● **TEXTO PROPORCIONADO**:
::::::::
No es sencillo escribir sobre las huellas mustias de la pena y el dolor. Máxime cuando se ha truncado la existencia de un hombre decente, afable y conciliador.
Muchos dicen que la pasión por el tema ambiental es un atributo que se cultiva con el tiempo, por eso desde su designación como ministro en agosto de 2020, no dejaron de generarse incertidumbres sobre «qué tán rápido» podría el recién nombrado tomar el ritmo necesario para asumir el desafío que representa este tema tan crucial, estaba claro: el rol de sus acompañantes sería y fue clave…
Días antes de la toma de posesión, don Orlando realizó una reunión con activistas del sector ambiental en un hotel de la capital, el objetivo parecía muy claro: Escuchar el parecer y las aspiraciones de los ambientalistas sobre la agenda por venir.
El escenario fue bastante escueto, se desnudaron males ancestrales y amenazas visibles. También se esbozaron terribles desafíos y oportunidades inmensas ante la herencia que recibiría el novel ministro ante el fiasco que había resultado la gestión de su predecesor.
Desde entonces, se produjeron muchos otros encuentros para abordar temas esenciales: mayormente relacionados con la situación precaria de las Áreas Protegidas. No puede decirse que todo fluyó sin fricciones, pero puedo afirmar que siempre encontramos en el finado ministro un trato cortés, cercano y amistoso.
Acompañó cada discusión con una sonrisa y una promesa de solución, imposible retirarse enojado ante su actitud de caballero optimista.
Su gestión se batió entre las mejores intenciones y el letargo normal por echar a andar una maquinaria que ya venía en desbandada. Cada conversación con don Orlando, cada situación planteada, dejaba cierta paradoja: la visión de un hombre que evidenciaba comprender lo que se le explicaba y que solía mostrarse de acuerdo con asumir las situaciones, buscarles solución y la realidad a la que habría de enfrentarse entre las marañas de la burocracia estatal y las complejidades que envuelven la toma de decisiones en un sector donde no hay salida posible sin lesionar de algún modo intereses de particulares.
::::::::
● **OBJETIVO 1**:
Actualiza el tramo del listado que comienza en la línea que contiene "Could you put a marker on the green parking" y termina al final del listado, sustituyendo "parking machine" por "ticket machine" y sin cambiar nada más.
::::::::
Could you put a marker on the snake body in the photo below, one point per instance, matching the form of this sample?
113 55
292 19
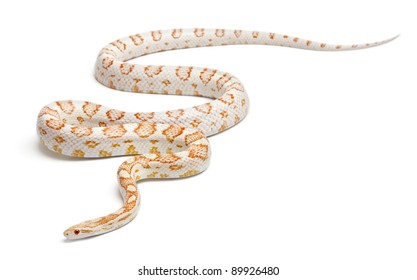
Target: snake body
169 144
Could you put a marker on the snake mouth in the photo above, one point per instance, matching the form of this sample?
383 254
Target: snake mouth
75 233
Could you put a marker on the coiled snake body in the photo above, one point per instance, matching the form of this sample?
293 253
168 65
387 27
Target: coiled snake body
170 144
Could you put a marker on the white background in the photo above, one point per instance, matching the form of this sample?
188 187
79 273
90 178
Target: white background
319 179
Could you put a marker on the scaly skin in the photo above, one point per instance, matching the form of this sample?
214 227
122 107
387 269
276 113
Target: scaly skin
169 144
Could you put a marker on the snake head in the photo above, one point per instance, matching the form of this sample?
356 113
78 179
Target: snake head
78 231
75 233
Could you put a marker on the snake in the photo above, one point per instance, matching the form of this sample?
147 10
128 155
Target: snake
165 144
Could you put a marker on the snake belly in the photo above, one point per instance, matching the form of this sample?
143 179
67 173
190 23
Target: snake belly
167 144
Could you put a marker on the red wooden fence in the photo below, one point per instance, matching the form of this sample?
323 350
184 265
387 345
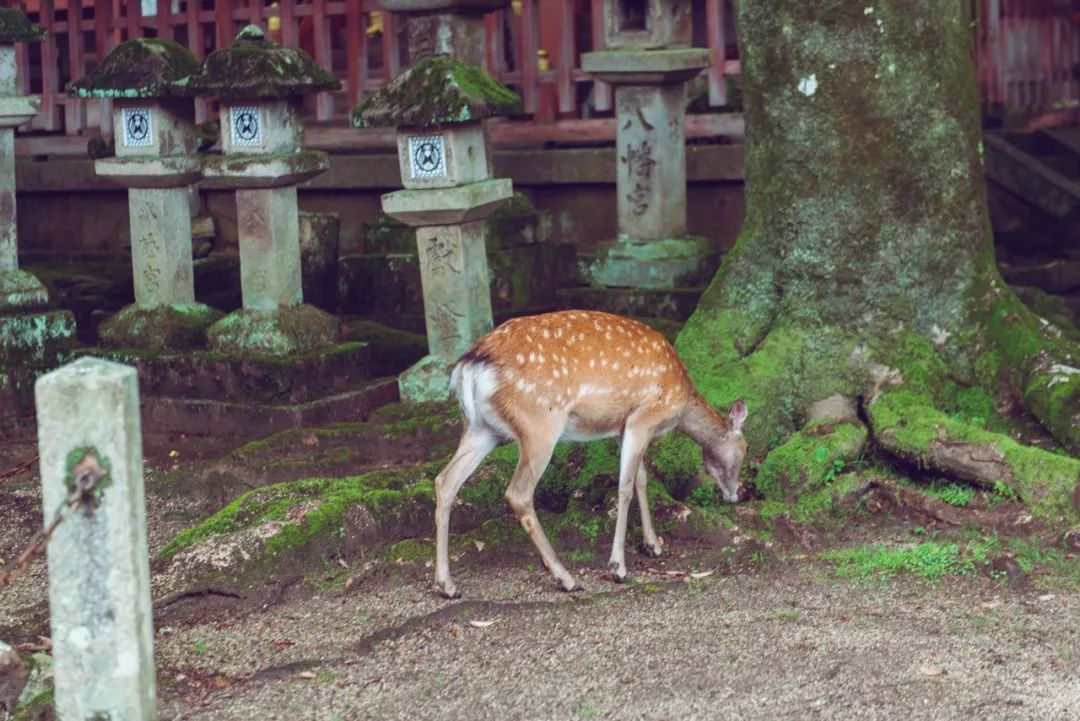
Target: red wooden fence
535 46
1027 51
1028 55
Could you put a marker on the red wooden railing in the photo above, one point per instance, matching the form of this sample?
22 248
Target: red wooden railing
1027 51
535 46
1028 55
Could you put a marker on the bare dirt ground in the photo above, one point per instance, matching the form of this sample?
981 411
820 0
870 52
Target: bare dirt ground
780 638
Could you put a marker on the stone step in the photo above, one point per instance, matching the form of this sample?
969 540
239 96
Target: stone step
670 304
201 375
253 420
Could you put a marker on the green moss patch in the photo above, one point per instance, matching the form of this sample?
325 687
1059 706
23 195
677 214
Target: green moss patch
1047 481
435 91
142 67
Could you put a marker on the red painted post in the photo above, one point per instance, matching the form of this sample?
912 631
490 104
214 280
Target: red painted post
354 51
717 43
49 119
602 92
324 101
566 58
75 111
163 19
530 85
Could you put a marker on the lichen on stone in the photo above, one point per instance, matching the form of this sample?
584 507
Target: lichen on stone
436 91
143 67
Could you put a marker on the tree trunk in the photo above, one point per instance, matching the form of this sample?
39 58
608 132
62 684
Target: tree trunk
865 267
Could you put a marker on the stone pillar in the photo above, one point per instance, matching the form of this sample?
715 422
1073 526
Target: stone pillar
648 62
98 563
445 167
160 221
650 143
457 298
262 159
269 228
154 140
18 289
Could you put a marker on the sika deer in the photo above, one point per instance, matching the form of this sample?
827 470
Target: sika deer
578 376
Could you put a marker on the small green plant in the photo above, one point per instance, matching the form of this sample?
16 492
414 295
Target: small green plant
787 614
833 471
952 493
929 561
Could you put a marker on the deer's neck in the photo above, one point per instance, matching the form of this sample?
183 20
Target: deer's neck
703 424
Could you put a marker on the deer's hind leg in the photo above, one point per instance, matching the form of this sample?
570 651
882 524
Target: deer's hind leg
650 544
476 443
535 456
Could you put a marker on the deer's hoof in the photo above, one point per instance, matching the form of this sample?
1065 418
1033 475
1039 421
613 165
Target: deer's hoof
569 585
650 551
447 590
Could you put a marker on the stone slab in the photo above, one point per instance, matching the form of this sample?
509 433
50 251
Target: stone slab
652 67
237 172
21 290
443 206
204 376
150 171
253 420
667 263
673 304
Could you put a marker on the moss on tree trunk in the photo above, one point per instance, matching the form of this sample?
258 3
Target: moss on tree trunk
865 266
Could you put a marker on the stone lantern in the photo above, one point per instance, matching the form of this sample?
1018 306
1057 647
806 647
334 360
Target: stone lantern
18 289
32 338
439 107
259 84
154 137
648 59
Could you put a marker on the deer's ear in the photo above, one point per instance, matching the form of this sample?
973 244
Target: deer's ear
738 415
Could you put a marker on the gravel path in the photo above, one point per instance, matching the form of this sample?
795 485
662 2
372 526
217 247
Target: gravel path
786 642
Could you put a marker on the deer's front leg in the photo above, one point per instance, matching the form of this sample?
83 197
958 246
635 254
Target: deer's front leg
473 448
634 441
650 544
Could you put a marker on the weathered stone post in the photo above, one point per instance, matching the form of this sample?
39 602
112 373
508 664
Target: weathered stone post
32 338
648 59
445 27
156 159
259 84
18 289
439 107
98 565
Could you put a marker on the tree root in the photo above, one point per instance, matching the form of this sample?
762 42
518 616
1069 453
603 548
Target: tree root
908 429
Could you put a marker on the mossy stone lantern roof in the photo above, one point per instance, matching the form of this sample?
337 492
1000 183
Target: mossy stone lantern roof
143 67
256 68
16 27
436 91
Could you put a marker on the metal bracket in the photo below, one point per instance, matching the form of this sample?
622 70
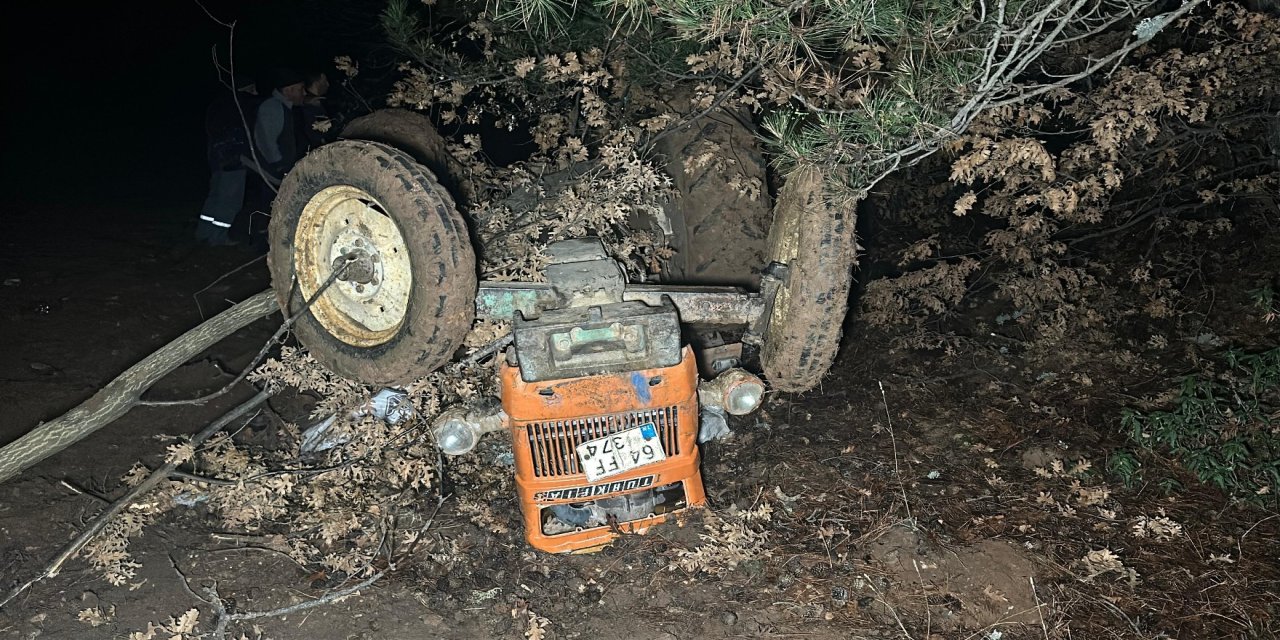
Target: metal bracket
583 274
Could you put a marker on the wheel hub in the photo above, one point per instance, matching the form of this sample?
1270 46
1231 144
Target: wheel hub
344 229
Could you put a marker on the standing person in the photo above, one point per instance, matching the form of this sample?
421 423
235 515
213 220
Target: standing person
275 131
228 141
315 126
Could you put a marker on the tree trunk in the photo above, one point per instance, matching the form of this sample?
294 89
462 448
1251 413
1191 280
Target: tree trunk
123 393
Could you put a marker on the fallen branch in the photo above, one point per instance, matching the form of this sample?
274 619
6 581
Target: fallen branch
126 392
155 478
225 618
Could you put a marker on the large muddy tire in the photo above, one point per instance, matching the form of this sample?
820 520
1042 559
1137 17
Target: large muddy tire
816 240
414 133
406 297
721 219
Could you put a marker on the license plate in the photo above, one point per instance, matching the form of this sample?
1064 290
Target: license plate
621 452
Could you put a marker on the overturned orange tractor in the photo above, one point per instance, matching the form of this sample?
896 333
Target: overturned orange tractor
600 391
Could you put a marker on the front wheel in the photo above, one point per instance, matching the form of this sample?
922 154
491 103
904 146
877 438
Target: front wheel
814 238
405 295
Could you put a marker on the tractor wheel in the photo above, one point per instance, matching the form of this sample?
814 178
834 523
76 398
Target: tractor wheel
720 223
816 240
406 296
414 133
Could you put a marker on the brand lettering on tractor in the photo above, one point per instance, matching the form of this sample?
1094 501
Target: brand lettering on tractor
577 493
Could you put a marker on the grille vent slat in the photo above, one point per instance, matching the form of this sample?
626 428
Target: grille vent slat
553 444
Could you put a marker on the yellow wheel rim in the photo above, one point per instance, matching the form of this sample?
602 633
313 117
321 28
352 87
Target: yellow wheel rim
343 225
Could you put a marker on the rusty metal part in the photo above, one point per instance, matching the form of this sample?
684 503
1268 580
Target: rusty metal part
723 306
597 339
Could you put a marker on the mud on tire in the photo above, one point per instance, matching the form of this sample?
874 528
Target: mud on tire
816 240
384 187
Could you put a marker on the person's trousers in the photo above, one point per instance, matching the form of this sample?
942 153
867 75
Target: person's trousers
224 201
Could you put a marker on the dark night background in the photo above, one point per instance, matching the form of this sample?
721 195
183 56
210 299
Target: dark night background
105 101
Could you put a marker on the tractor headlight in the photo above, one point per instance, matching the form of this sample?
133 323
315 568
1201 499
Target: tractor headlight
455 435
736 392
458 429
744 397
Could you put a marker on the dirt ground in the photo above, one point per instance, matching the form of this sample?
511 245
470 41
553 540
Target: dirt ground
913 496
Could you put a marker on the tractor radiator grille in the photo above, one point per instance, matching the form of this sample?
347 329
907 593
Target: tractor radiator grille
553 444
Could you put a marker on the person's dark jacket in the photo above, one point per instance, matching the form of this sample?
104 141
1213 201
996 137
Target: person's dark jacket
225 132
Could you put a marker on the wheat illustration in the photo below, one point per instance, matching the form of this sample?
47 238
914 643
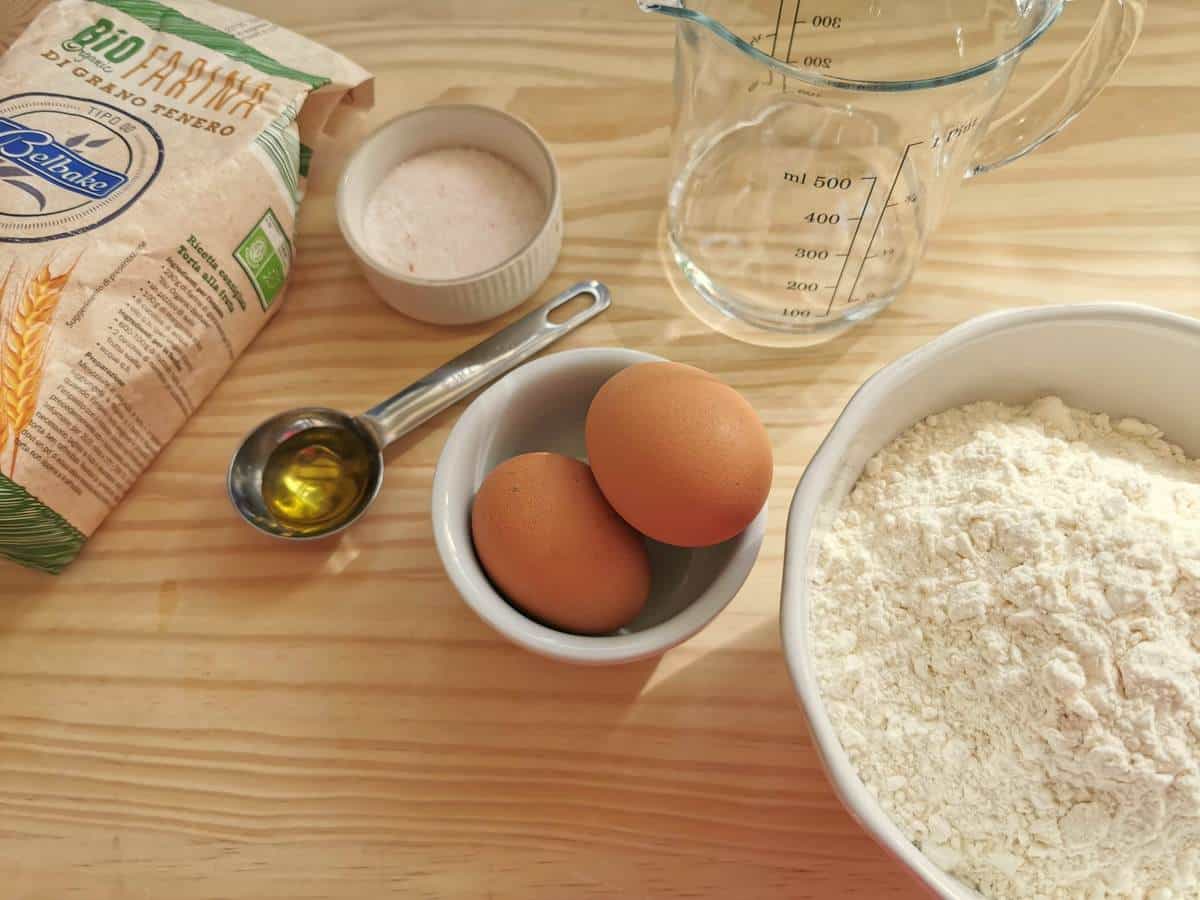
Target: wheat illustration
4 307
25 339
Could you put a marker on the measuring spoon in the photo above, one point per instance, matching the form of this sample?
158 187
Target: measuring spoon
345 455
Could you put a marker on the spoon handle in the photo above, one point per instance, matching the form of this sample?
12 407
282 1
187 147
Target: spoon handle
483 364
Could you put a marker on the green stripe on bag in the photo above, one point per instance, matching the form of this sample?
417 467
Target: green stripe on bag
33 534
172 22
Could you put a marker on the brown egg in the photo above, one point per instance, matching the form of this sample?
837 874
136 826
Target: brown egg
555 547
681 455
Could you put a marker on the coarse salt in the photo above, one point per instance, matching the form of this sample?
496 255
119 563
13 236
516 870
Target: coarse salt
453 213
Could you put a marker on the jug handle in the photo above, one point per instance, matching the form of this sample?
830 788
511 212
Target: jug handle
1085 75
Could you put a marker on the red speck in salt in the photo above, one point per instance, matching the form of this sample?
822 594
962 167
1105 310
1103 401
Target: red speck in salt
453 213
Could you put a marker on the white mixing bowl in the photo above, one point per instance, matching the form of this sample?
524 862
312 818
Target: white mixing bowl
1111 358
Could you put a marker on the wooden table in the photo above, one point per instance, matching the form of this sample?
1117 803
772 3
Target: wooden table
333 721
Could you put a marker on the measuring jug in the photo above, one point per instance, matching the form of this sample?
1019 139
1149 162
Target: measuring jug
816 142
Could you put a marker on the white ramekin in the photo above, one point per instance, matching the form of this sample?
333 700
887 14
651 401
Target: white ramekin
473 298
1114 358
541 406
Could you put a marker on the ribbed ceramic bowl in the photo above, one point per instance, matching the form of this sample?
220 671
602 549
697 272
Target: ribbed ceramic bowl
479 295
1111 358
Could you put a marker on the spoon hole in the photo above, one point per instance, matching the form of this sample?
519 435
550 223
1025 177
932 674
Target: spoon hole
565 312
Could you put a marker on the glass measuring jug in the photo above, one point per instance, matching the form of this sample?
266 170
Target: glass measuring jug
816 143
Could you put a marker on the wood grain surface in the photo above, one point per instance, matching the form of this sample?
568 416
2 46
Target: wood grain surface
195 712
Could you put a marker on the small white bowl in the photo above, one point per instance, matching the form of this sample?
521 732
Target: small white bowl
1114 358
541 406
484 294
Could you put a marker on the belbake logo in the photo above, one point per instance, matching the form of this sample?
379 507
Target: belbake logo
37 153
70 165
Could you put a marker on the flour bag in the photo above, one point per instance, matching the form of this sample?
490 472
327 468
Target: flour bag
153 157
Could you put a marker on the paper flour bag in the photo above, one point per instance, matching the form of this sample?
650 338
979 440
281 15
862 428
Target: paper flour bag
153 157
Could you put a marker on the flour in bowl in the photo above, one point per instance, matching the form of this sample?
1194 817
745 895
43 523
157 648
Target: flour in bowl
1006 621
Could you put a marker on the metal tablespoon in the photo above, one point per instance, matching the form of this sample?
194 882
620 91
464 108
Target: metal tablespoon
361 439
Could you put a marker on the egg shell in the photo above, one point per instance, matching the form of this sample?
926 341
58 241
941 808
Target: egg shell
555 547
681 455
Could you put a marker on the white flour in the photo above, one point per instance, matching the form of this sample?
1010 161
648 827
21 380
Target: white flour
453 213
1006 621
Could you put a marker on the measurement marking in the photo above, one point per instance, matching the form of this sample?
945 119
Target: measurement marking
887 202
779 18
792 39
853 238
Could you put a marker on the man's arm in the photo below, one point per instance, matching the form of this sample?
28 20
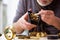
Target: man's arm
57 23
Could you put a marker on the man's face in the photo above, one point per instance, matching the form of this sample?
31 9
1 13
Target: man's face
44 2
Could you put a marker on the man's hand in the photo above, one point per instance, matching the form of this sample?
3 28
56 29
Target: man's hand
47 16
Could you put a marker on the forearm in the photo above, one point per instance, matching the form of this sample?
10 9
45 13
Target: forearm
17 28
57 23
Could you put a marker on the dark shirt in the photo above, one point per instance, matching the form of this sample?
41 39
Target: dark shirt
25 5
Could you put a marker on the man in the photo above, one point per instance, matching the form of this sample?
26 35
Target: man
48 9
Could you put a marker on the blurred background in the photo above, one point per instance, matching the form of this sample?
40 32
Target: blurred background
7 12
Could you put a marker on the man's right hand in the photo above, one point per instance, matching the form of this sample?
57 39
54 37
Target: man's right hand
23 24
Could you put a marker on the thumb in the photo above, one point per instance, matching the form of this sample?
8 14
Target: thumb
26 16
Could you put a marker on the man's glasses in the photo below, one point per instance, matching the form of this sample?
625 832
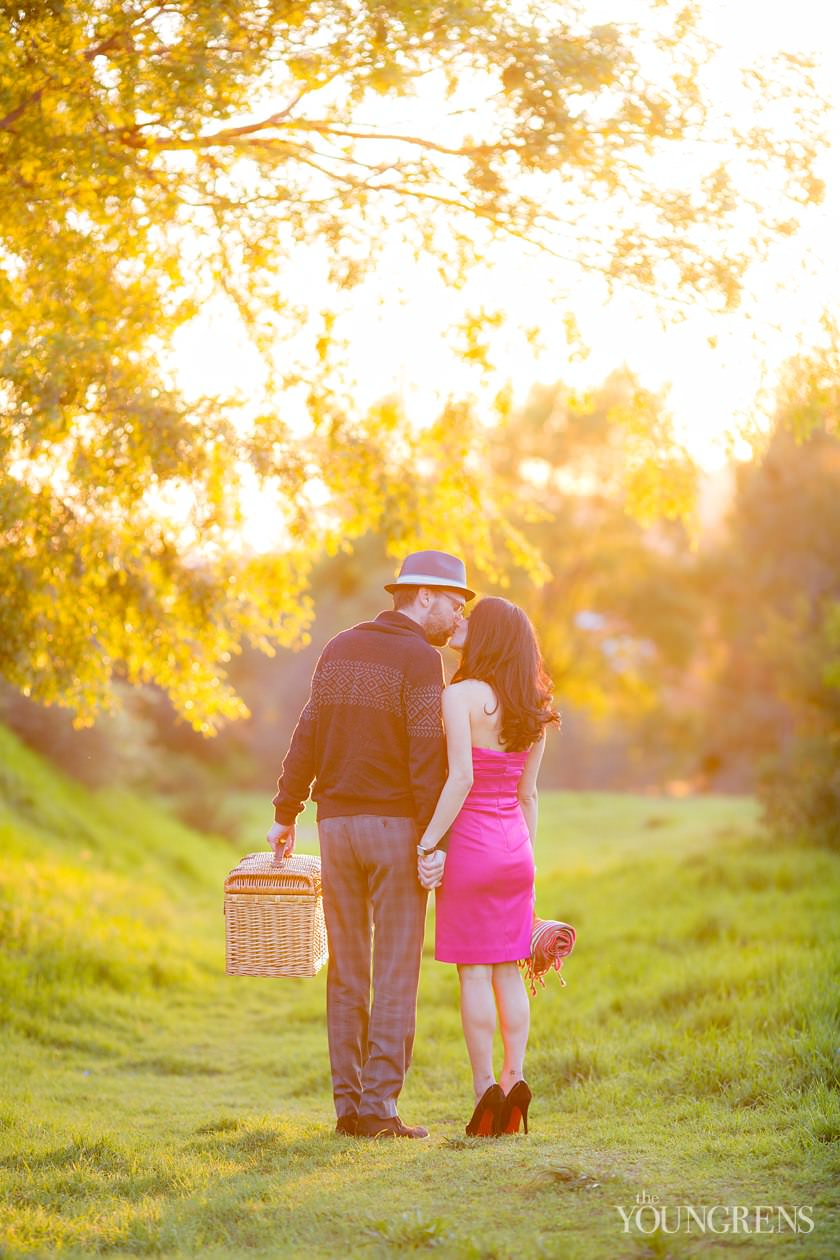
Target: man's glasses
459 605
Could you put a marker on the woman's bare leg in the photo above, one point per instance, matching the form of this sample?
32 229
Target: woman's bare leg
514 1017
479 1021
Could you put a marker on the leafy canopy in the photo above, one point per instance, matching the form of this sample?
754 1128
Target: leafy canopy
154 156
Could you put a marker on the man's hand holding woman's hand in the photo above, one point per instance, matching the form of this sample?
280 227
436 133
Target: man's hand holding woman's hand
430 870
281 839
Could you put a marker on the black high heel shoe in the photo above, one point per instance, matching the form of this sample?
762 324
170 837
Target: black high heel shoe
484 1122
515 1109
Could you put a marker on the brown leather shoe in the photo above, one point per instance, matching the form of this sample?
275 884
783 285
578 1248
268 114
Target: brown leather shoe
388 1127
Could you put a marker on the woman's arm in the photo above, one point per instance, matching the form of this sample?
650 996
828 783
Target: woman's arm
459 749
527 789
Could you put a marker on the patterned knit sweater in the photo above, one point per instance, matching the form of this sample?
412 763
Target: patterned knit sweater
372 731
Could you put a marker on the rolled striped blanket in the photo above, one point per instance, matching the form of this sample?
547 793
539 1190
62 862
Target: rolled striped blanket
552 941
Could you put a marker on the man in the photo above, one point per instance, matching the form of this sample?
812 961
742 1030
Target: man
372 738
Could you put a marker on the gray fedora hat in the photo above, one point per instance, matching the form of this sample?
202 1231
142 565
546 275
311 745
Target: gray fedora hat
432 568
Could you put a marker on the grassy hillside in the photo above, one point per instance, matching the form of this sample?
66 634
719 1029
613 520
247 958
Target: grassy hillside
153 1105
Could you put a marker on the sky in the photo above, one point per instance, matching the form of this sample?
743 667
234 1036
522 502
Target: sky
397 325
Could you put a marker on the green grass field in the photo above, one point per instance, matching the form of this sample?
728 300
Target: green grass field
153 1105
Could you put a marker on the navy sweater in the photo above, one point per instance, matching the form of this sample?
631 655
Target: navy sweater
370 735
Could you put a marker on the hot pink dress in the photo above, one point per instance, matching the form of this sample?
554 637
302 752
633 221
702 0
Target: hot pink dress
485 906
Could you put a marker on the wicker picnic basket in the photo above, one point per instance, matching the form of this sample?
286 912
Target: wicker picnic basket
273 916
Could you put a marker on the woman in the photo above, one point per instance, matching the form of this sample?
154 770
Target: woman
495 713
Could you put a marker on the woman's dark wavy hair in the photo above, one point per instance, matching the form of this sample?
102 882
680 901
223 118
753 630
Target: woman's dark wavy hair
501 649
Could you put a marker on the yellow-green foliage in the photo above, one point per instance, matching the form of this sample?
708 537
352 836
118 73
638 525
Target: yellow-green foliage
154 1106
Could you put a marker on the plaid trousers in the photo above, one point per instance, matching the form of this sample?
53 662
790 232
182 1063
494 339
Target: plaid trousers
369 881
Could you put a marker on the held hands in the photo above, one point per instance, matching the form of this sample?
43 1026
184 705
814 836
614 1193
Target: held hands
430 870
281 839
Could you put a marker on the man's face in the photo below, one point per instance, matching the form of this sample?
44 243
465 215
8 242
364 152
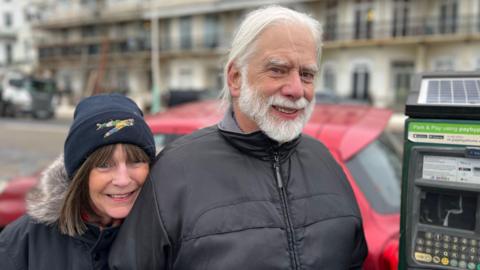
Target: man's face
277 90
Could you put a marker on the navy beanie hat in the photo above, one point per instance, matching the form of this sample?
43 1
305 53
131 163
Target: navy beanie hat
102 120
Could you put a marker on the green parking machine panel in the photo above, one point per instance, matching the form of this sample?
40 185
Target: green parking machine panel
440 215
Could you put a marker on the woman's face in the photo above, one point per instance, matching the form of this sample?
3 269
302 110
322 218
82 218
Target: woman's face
::::::::
● **OBJETIVO 2**:
Prosigue el texto proporcionado sobre la gestión de don Orlando como ministro a partir de donde se detiene.

● **RESULTADO 1**:
Could you put a marker on the green ticket machine panel in the photo above, one point per instance, matching the form of this sample?
40 185
Target: green ticket machine panel
440 215
Could you put a marker on the woman's face in the photo above, one point per instance, matching the form of this sample?
3 269
302 110
322 218
82 218
Target: woman's face

● **RESULTADO 2**:
En la pasada reunión de la mesa del diálogo coordinada por el CES, luego de concluir un episodio donde las disputas fueron severas pero los consensos fueron celebrados entre risas y aplausos, interactuamos en la salida con un coloquio ya habitual:
«Ministro, usted que dice ser el administrador temporal de este asunto, como Yvonne reclama que ya el parto hace rato que está pasado de tiempo, póngale Pitusín al asunto a ver si salen trillizos». Sonrió a carcajadas, «pronto tendremos parto», dijo. Abordamos otro tema junto a Eladia Gesto y Olmedo León, a los que -como de costumbre- ofreció solución «en los próximos días, déjame fijar fecha y te aviso».
El próximo miércoles tocaba volver al ruedo, la infausta noticia llegó justo cuando nos preparábamos para «afinar posiciones sobre los temas pendientes»: minutos antes, con Michela Izzo, acordamos revisarlos en la tarde, «antes de las 5».
Pero los designios de la providencia suelen tener su propia agenda, marcan su paso atropellante por una nebulosa siempre difícil de descifrar. Se ha truncado la vida de un ser humano valioso, alguien con quien no puedo afirmar que cultivé amistad, pero sí una relación franca y sin simulaciones.
Por lo pronto, prefiero recordar la inocencia y humildad en el semblante de aquel mozalbete hijo de Presidente que junto a su hermanita de sonrisa peculiar, en una mañana de 1983 recibió en las escalinatas del Palacio a un grupo de muchachos de pueblo, que fueron llevados de visita como recompensa por calificaciones de Escuela: por ese día, ellos niños fueron nuestros guías. Ese es el mismo semblante -marcado del tiempo- que se despidió con su escueto saludo un miércoles atrás.
Pero entonces, emprendió ruta a su última maratón, una que no tiene regreso, que deja sobre el tintero mil y una incertidumbres, de procesos, de intenciones. Temas sobre los que a lo mejor tendremos tiempo de desandar. Ahora toca enfrentarse al enigma de semblantes consternados, desnudos de estupor y corazones, cuyo pálpito jamás presintió la repentina despedida. Como en aquellos versos de Israel Rojas:
«Hay un instante
En que los rayos se resbalan desde el cielo
Que la desdicha sale a hacer sus tropelías
En que la suerte viene a pregonar el miedo
En que las tumbas cantarán su lotería
y zambullirnos al fatal: «no somos nada»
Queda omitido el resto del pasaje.